■ PROVIDED ENTRIES ■
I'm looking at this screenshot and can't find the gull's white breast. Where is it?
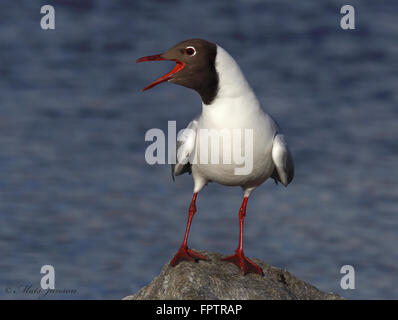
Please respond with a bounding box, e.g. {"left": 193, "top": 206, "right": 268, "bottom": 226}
{"left": 191, "top": 45, "right": 279, "bottom": 188}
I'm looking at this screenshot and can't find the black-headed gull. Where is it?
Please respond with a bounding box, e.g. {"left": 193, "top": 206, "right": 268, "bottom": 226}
{"left": 136, "top": 39, "right": 294, "bottom": 275}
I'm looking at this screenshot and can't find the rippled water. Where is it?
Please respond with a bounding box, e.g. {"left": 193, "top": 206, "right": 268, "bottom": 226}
{"left": 0, "top": 0, "right": 397, "bottom": 299}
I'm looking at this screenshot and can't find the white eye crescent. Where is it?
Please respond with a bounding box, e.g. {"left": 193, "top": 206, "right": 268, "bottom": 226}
{"left": 184, "top": 46, "right": 196, "bottom": 56}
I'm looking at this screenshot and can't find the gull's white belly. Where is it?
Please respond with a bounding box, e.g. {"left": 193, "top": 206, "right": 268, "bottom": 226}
{"left": 192, "top": 112, "right": 277, "bottom": 187}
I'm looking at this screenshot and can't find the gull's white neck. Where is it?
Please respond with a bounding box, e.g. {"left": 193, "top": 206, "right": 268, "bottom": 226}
{"left": 202, "top": 45, "right": 260, "bottom": 111}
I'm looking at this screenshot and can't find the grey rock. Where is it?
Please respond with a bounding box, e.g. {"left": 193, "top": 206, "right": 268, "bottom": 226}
{"left": 123, "top": 250, "right": 343, "bottom": 300}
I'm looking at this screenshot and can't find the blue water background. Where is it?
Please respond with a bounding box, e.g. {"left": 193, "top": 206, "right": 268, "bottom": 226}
{"left": 0, "top": 0, "right": 397, "bottom": 299}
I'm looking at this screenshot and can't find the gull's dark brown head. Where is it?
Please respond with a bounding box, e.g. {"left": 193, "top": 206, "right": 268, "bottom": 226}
{"left": 136, "top": 39, "right": 219, "bottom": 105}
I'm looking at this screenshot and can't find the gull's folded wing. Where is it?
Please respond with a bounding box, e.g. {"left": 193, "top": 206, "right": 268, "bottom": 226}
{"left": 171, "top": 119, "right": 198, "bottom": 180}
{"left": 271, "top": 133, "right": 294, "bottom": 187}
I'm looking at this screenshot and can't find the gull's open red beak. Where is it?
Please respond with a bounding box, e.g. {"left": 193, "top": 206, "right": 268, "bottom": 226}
{"left": 136, "top": 54, "right": 185, "bottom": 91}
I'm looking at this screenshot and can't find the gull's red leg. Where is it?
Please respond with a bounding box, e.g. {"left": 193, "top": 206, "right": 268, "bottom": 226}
{"left": 222, "top": 197, "right": 263, "bottom": 275}
{"left": 170, "top": 193, "right": 208, "bottom": 266}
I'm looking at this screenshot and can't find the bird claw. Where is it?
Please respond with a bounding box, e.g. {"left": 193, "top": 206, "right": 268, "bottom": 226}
{"left": 222, "top": 249, "right": 263, "bottom": 276}
{"left": 170, "top": 246, "right": 208, "bottom": 267}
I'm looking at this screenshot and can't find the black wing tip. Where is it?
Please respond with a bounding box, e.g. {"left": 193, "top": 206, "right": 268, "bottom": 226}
{"left": 271, "top": 167, "right": 294, "bottom": 187}
{"left": 171, "top": 164, "right": 175, "bottom": 182}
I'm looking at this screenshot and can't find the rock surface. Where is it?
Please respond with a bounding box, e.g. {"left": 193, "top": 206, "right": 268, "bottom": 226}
{"left": 124, "top": 250, "right": 342, "bottom": 300}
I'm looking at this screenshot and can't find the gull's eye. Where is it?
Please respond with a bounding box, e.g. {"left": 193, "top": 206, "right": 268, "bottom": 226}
{"left": 184, "top": 46, "right": 196, "bottom": 56}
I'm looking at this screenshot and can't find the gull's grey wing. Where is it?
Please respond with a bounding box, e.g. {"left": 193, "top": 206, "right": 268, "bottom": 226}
{"left": 171, "top": 119, "right": 198, "bottom": 180}
{"left": 271, "top": 133, "right": 294, "bottom": 187}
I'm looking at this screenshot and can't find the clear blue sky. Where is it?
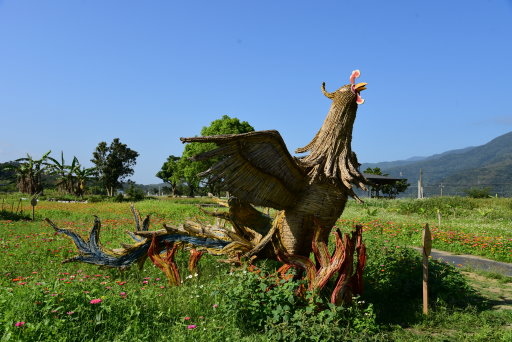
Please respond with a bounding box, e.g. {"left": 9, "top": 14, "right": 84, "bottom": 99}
{"left": 1, "top": 0, "right": 511, "bottom": 184}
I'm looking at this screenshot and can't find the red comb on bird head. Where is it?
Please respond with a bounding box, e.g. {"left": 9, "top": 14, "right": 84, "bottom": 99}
{"left": 350, "top": 70, "right": 361, "bottom": 85}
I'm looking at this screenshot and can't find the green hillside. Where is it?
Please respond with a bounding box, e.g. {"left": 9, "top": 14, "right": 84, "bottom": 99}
{"left": 361, "top": 131, "right": 512, "bottom": 197}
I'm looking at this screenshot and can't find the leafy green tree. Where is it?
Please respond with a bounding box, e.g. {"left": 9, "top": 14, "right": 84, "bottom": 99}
{"left": 0, "top": 162, "right": 18, "bottom": 192}
{"left": 381, "top": 179, "right": 409, "bottom": 198}
{"left": 179, "top": 115, "right": 254, "bottom": 196}
{"left": 91, "top": 138, "right": 139, "bottom": 196}
{"left": 179, "top": 148, "right": 205, "bottom": 197}
{"left": 156, "top": 155, "right": 182, "bottom": 197}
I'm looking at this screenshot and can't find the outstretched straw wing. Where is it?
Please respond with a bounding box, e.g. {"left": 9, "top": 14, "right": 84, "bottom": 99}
{"left": 181, "top": 130, "right": 306, "bottom": 209}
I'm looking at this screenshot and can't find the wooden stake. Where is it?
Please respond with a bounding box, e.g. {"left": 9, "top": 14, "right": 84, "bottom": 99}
{"left": 422, "top": 223, "right": 432, "bottom": 315}
{"left": 31, "top": 197, "right": 38, "bottom": 221}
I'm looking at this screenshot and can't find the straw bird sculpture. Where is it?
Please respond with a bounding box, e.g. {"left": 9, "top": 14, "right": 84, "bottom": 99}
{"left": 47, "top": 70, "right": 369, "bottom": 304}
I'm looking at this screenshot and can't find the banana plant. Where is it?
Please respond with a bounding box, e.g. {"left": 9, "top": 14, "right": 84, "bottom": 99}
{"left": 47, "top": 151, "right": 74, "bottom": 194}
{"left": 13, "top": 151, "right": 52, "bottom": 195}
{"left": 73, "top": 162, "right": 97, "bottom": 197}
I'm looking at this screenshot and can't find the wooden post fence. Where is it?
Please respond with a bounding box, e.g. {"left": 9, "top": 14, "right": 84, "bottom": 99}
{"left": 422, "top": 223, "right": 432, "bottom": 315}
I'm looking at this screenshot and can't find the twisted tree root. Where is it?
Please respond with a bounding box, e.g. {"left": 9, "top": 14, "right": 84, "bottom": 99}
{"left": 277, "top": 224, "right": 366, "bottom": 305}
{"left": 148, "top": 236, "right": 181, "bottom": 286}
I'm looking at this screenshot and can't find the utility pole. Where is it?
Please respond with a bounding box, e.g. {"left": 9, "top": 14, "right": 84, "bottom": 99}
{"left": 439, "top": 183, "right": 444, "bottom": 197}
{"left": 418, "top": 169, "right": 424, "bottom": 199}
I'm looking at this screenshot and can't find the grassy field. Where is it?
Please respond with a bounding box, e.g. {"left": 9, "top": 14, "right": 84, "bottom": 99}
{"left": 341, "top": 197, "right": 512, "bottom": 263}
{"left": 0, "top": 195, "right": 511, "bottom": 341}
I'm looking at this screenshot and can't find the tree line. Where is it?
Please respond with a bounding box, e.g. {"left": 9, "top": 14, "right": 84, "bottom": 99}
{"left": 1, "top": 138, "right": 138, "bottom": 197}
{"left": 0, "top": 115, "right": 253, "bottom": 198}
{"left": 2, "top": 115, "right": 410, "bottom": 199}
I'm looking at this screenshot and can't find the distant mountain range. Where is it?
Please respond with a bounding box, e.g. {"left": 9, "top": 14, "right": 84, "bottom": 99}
{"left": 360, "top": 131, "right": 512, "bottom": 197}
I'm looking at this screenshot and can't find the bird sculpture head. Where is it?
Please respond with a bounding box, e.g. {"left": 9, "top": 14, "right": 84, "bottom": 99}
{"left": 321, "top": 69, "right": 367, "bottom": 105}
{"left": 296, "top": 70, "right": 368, "bottom": 196}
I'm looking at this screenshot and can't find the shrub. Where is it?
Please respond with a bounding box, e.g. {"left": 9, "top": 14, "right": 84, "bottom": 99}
{"left": 464, "top": 187, "right": 491, "bottom": 198}
{"left": 364, "top": 241, "right": 483, "bottom": 324}
{"left": 216, "top": 265, "right": 379, "bottom": 341}
{"left": 126, "top": 184, "right": 145, "bottom": 201}
{"left": 114, "top": 193, "right": 125, "bottom": 202}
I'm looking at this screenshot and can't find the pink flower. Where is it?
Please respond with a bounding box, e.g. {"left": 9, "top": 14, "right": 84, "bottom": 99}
{"left": 89, "top": 298, "right": 102, "bottom": 304}
{"left": 67, "top": 311, "right": 75, "bottom": 315}
{"left": 119, "top": 292, "right": 127, "bottom": 297}
{"left": 14, "top": 321, "right": 26, "bottom": 327}
{"left": 187, "top": 324, "right": 197, "bottom": 329}
{"left": 184, "top": 316, "right": 191, "bottom": 320}
{"left": 142, "top": 280, "right": 149, "bottom": 284}
{"left": 212, "top": 304, "right": 219, "bottom": 308}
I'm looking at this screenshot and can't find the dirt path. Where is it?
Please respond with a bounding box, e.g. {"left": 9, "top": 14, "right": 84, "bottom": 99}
{"left": 412, "top": 247, "right": 512, "bottom": 310}
{"left": 461, "top": 271, "right": 512, "bottom": 310}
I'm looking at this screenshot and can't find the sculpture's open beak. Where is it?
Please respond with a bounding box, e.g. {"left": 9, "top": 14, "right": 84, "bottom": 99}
{"left": 352, "top": 82, "right": 367, "bottom": 104}
{"left": 354, "top": 82, "right": 367, "bottom": 92}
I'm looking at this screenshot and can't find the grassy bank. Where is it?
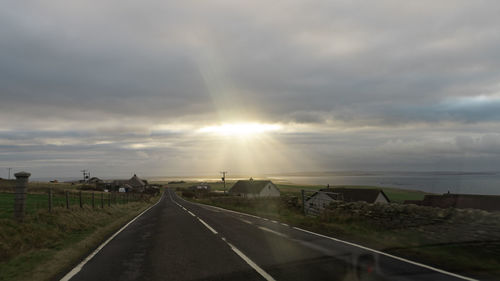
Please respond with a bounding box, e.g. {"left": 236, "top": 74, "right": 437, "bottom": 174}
{"left": 0, "top": 194, "right": 160, "bottom": 281}
{"left": 183, "top": 195, "right": 499, "bottom": 280}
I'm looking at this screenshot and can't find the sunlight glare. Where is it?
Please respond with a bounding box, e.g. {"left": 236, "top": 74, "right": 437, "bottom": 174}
{"left": 198, "top": 123, "right": 282, "bottom": 137}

■ EXERCISE DESCRIPTION ■
Print, from the entries above, the line with "I'm looking at this screenshot and can't find the wooden stake.", the line with "I'm looking at this screenshot and can't find the straw" and all lines between them, exactly and with nothing else.

■ TASK ANSWER ■
I'm looking at this screenshot and can't find the wooden stake. Where is it?
Please respond with a bounding box, e.g. {"left": 9, "top": 14, "right": 84, "bottom": 99}
{"left": 422, "top": 223, "right": 432, "bottom": 315}
{"left": 31, "top": 197, "right": 38, "bottom": 221}
I'm looking at this screenshot and can't find the straw bird sculpture. Where is it?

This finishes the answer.